___ Предложенный отрывок
Как и положено постмодернистской метаистории[59], здесь описано то всеобщее состояние, которое не делится на про­шлое, настоящее и будущее. Эко не просто так разрушает ка­ноны — как детективного, так и исторического романов. Оба эти жанра пропагандируют определенный миропорядок[60] и определенное мировоззрение, определяемое Идеологией. Для писателя основой постмодернистского мироощущения, бази­рующегося на пародировании самых непреложных и сакраль­ных утверждений, становится стихия смеха. Это мироощуще­ние дискредитирует идеи Добра, Истины, Справедливости, Прогресса. Тут уже нет места ни Мировой Истории, реали­зующей свою великую гуманистическую Цель, ни Идеоло­гии, а потому одинаково пародийными выглядят и роман ис­торический, исключающий Прогресс, и детективный, в кото­ром сыщик терпит поражение.

Помимо всех прочих жанровых особенностей, «Имя розы» прочитывается как роман семиотический[61], роман о слове. Это подчеркивается и особенностью композиции: ро­ман начинается цитатой из Евангелия от Иоанна «В начале было Слово» и заканчивается латинской цитатой «Роза при имени прежнем — с нагими мы впредь именами». Не случай­но материалом романа становится средневековье, когда мир представлялся огромной книгой, смысл которой раскрывается через систему божественных символов, а человек, каждый его поступок воспринимается в двух планах — практическом и символическом. Применяя ряд постулатов семиотики, Эко строит интересные взаимоотношения «текст—читатель», ис­пользует ироническую стилизацию языка и характера изложения.

Вильгельм, занятый расшифровками, предстает не сыщи­ком, безошибочно сопоставляющим улики, но семиотиком, воспринимающим мир через систему знаков и отыскиваю­щим верный код. Не случайно Ю. Лотман назвал этого героя «семиотиком XIV века», а все его действия и поучения, обра­щенные к Адсону, «практикумом по семиотике». Вильгельм пробирается по лабиринту, ищет путь методом проб и оши­бок, истолковывает знаки, реконструирует тексты по фраг­ментам, находит коды. Он восстанавливает вторую часть «Поэтики» на основе отдельных образов и отрывков. В фи­нальной сцене герой говорит Хорхе: «Я могу пересказать тебе ее почти целиком, даже не читая, не дотрагиваясь до ее смертоносных листов <...>.
______
> **Указание 1**
Воспроизведите заново строки списка от его начала до строки с «[122, 369, 245, 475]» включительно, сохранив запросы, но умножив каждую координату ответных рамок на 1,3 с округлением до целых (половины округляйте вверх). Координаты в образце формата и сами запросы не меняйте, а выведите только эти строки.
___ Материал для задания
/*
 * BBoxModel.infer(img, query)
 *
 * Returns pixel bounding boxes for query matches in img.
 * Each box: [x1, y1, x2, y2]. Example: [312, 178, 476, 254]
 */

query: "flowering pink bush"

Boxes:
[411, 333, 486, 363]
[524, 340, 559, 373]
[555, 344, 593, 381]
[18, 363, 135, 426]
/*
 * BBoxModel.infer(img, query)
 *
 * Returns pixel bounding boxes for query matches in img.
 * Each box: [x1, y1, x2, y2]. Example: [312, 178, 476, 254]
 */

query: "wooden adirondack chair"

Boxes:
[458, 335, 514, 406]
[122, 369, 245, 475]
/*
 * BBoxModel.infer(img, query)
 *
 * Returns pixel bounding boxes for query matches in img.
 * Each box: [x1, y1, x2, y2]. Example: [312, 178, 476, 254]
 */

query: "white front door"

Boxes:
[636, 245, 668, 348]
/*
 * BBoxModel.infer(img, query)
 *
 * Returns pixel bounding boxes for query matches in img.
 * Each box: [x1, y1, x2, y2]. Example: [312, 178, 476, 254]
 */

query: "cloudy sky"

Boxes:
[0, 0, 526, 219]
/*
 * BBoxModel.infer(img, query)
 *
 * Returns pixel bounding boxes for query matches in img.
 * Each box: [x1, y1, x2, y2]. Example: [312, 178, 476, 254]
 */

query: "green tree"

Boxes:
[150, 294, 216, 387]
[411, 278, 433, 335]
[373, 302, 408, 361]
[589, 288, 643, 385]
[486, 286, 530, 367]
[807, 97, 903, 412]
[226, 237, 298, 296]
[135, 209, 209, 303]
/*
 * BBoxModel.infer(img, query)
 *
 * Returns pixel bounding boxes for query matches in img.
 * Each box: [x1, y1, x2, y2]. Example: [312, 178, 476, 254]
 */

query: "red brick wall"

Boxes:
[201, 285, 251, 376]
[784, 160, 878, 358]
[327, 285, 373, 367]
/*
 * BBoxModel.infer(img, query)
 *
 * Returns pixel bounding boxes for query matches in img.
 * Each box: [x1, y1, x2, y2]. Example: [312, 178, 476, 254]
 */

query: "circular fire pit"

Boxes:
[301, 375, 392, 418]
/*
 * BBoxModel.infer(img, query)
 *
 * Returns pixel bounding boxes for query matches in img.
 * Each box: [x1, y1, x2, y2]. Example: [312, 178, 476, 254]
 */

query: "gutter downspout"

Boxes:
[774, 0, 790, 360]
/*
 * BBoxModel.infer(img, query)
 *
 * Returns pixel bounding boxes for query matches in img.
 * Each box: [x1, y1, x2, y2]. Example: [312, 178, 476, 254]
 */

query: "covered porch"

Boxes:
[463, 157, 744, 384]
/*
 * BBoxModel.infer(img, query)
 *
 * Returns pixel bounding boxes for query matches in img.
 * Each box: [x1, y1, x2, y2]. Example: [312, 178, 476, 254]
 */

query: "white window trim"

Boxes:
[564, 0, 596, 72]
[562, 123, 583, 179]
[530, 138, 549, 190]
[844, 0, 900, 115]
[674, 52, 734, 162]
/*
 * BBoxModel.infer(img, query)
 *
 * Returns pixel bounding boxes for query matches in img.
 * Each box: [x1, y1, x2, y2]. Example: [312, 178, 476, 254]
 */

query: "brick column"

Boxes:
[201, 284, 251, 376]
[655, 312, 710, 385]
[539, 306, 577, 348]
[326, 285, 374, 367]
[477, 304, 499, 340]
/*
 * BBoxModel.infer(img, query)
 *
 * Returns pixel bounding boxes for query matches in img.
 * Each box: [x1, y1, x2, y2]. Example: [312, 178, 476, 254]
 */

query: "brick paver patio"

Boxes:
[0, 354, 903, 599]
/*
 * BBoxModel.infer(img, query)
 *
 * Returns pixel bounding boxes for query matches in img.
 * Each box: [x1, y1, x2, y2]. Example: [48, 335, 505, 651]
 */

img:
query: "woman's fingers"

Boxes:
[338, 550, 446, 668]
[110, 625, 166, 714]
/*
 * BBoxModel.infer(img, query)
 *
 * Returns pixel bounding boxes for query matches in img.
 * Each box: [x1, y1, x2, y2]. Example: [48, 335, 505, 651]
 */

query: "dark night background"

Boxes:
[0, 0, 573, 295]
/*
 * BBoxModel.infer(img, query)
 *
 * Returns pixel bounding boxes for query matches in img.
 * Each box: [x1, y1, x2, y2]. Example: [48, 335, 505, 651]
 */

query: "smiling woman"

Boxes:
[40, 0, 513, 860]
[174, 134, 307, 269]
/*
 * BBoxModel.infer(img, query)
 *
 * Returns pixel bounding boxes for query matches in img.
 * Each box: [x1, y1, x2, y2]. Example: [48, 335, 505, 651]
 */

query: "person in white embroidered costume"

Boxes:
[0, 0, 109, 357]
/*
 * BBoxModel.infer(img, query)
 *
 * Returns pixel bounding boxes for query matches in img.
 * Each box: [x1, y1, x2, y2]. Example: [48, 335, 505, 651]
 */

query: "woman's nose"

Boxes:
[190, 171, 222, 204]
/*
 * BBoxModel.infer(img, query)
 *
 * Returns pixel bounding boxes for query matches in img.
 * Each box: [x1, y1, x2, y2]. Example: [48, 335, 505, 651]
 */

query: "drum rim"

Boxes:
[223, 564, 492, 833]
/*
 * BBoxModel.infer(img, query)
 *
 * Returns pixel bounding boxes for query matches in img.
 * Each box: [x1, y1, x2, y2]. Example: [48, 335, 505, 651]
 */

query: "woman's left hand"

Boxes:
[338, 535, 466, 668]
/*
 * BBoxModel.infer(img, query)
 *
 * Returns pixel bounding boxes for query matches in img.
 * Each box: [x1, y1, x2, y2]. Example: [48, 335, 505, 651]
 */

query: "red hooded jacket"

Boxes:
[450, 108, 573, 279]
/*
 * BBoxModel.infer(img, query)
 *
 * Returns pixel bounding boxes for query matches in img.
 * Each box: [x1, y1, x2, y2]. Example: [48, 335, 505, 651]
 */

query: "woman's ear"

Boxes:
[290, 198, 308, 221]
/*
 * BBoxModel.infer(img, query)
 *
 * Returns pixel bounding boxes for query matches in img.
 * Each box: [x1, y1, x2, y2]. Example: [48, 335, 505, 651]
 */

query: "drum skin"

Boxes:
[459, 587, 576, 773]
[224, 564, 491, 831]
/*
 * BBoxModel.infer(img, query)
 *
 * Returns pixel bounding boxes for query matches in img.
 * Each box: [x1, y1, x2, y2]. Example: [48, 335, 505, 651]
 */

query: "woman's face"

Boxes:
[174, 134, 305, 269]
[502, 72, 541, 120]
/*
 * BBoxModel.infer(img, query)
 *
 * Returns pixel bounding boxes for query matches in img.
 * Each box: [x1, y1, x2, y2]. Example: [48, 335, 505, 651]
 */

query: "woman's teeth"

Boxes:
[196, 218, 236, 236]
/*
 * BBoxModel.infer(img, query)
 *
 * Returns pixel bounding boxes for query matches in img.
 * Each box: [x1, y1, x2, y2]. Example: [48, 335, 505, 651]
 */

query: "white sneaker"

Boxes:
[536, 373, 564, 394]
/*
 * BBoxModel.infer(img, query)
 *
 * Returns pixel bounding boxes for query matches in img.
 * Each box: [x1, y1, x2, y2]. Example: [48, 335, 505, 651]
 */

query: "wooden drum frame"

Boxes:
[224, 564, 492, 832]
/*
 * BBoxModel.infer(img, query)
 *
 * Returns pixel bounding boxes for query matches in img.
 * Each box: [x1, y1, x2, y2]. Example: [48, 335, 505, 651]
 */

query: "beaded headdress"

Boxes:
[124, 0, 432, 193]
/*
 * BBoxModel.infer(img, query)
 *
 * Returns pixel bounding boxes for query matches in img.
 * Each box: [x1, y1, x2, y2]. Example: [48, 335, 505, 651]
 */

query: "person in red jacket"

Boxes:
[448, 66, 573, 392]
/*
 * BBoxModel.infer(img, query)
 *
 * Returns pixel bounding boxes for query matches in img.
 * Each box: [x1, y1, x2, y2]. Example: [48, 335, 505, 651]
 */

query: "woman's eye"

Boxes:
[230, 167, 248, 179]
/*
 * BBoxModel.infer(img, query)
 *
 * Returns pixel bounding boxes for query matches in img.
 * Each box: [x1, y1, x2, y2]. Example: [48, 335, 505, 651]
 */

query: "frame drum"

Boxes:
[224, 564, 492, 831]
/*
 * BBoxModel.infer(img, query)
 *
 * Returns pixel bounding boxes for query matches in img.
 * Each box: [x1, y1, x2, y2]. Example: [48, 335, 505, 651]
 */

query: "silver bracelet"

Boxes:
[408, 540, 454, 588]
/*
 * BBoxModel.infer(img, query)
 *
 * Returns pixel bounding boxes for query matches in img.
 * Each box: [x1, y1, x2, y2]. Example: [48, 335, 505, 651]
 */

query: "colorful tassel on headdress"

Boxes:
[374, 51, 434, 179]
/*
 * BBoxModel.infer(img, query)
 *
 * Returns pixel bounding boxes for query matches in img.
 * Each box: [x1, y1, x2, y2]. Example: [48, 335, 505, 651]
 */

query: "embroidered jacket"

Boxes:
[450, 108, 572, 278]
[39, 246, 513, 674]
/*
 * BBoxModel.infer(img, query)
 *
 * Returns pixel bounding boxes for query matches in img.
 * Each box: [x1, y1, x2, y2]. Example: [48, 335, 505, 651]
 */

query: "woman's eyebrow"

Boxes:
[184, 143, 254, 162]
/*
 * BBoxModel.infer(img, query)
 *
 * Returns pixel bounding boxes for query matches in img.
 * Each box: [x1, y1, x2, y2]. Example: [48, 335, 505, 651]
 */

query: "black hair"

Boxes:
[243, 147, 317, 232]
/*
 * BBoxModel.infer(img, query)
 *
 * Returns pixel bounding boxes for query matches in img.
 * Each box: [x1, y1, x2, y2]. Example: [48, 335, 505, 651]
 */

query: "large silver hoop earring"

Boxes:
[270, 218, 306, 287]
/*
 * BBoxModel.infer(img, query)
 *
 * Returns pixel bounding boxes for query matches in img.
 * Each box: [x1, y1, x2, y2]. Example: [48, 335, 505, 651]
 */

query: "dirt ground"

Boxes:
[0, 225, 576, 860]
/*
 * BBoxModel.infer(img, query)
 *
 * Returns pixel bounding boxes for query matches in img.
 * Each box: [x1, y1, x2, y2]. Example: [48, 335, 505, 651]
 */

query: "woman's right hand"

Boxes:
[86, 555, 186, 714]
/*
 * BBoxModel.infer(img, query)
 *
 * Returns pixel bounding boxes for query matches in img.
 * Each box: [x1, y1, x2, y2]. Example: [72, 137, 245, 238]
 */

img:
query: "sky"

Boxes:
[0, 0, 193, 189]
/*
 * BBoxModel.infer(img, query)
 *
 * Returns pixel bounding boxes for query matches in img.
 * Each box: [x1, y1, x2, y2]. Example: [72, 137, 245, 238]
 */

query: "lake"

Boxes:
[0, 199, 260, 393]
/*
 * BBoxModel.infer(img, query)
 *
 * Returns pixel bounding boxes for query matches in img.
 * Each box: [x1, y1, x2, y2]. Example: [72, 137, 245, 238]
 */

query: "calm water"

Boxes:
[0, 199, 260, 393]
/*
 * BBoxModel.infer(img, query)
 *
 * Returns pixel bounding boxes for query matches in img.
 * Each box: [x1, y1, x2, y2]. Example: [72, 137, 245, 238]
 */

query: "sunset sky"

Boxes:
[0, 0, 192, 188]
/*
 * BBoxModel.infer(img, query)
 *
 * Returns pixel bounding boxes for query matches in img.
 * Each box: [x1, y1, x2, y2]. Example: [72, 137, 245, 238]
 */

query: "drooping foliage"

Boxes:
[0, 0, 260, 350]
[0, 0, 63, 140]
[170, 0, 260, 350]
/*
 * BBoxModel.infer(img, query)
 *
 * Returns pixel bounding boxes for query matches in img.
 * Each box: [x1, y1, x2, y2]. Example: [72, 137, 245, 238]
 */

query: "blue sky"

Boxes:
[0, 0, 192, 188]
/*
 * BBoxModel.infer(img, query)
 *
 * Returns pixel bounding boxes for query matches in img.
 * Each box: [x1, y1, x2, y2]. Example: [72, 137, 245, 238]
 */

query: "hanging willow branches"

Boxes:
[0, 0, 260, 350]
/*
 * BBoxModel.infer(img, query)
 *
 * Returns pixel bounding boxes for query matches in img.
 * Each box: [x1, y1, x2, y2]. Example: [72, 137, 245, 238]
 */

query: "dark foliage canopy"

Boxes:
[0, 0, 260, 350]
______
> **Указание 2**
Пожалуйста, дословно перепишите отрывок о романе «Имя розы» от слов «Вильгельм, занятый расшифровками, предстает» до слов «смертоносных листов <...>.» включительно.

> **Решение задачи 1**
/*
 * BBoxModel.infer(img, query)
 *
 * Returns pixel bounding boxes for query matches in img.
 * Each box: [x1, y1, x2, y2]. Example: [312, 178, 476, 254]
 */

query: "flowering pink bush"

Boxes:
[534, 433, 632, 472]
[681, 442, 727, 485]
[722, 447, 771, 495]
[23, 472, 176, 554]
/*
 * BBoxModel.infer(img, query)
 *
 * Returns pixel bounding boxes for query matches in img.
 * Each box: [x1, y1, x2, y2]. Example: [312, 178, 476, 254]
 */

query: "wooden adirondack chair"

Boxes:
[595, 436, 668, 528]
[159, 480, 319, 618]

> **Решение задачи 2**
Вильгельм, занятый расшифровками, предстает не сыщи­ком, безошибочно сопоставляющим улики, но семиотиком, воспринимающим мир через систему знаков и отыскиваю­щим верный код. Не случайно Ю. Лотман назвал этого героя «семиотиком XIV века», а все его действия и поучения, обра­щенные к Адсону, «практикумом по семиотике». Вильгельм пробирается по лабиринту, ищет путь методом проб и оши­бок, истолковывает знаки, реконструирует тексты по фраг­ментам, находит коды. Он восстанавливает вторую часть «Поэтики» на основе отдельных образов и отрывков. В фи­нальной сцене герой говорит Хорхе: «Я могу пересказать тебе ее почти целиком, даже не читая, не дотрагиваясь до ее смертоносных листов <...>.